--- Provided passage ---

Alleged Serial Killer's Trial Starts
DNA evidence ties Lorenzo Gilyard to a series of murdered women and girls, whose strangled, shoeless bodies were dumped in secluded spots around the city, a prosecutor told a judge Monday as Gilyard's trial began.
In all, the former trash company supervisor is suspected of killing 13 women and girls, most of them prostitutes, between 1977 and 1993. He faces trial in seven of those killings; the other six counts were dropped Monday, but prosecutors could refile the charges later.
If convicted on even one count of first-degree murder, Gilyard's only possible sentence would be life without parole.
Prosecutors agreed in January not to seek the death penalty as long as Gilyard's attorneys agreed to a trial before a judge without a jury. His attorneys also agreed to give up nearly all of their client's appeal rights.

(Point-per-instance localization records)
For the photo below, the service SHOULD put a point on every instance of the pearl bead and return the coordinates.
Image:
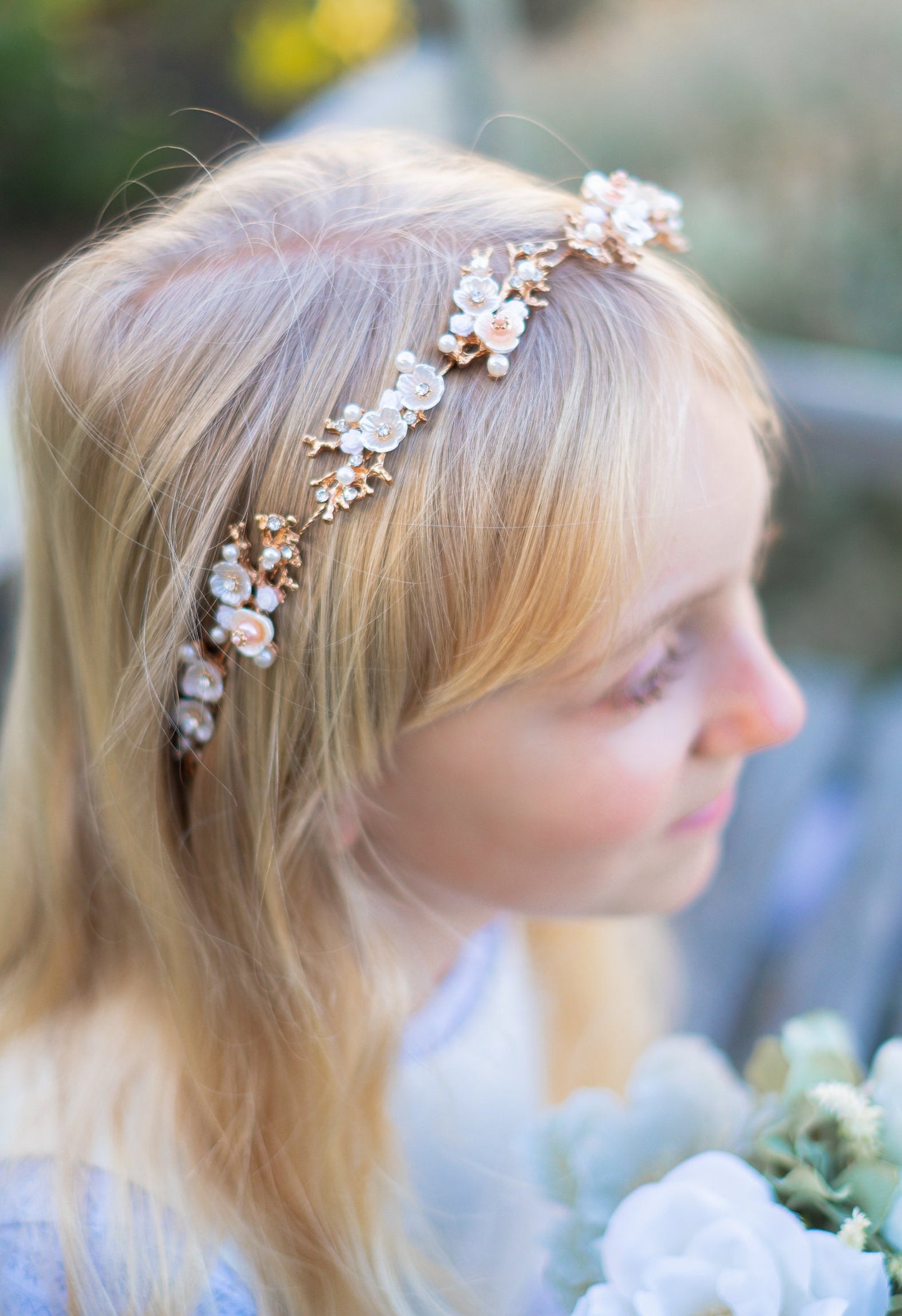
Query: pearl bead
(268, 598)
(252, 632)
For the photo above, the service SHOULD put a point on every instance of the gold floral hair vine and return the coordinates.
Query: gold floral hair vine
(617, 219)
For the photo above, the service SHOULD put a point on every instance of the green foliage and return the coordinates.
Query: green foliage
(98, 91)
(818, 1133)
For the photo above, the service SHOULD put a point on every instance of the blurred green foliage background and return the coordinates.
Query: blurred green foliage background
(778, 120)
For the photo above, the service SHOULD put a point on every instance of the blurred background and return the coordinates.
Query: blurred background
(780, 123)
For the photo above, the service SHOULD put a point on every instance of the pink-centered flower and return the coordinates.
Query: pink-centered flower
(501, 329)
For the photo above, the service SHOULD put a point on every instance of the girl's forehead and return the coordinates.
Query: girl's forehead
(708, 535)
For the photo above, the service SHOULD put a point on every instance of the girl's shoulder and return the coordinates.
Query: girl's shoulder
(32, 1268)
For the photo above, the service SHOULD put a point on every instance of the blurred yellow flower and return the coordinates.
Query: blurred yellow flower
(356, 29)
(287, 51)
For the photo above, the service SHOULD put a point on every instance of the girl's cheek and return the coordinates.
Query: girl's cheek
(639, 776)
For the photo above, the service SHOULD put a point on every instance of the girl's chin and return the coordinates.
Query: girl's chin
(689, 878)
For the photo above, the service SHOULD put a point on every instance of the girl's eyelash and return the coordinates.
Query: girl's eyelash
(651, 689)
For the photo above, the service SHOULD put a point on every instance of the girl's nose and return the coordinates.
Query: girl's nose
(755, 702)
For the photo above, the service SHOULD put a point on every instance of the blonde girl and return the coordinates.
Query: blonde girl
(273, 1033)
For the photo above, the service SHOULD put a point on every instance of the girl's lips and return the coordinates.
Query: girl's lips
(710, 815)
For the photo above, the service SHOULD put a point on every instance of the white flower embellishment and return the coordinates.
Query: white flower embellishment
(477, 293)
(501, 329)
(382, 429)
(420, 389)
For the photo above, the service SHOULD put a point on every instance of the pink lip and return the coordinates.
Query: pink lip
(710, 815)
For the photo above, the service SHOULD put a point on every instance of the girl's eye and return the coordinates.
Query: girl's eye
(648, 685)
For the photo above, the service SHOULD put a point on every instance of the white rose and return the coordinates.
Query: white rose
(382, 431)
(420, 389)
(708, 1237)
(631, 223)
(501, 329)
(477, 293)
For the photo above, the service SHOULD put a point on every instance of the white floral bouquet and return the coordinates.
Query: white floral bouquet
(705, 1194)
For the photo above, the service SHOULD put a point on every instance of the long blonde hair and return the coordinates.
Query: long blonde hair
(166, 374)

--- The task ---
Retype the part of the news report about Gilyard's trial from "Prosecutors agreed in" to "client's appeal rights.". These records have no connection to the news report about the trial.

--- Response to this exercise ---
Prosecutors agreed in January not to seek the death penalty as long as Gilyard's attorneys agreed to a trial before a judge without a jury. His attorneys also agreed to give up nearly all of their client's appeal rights.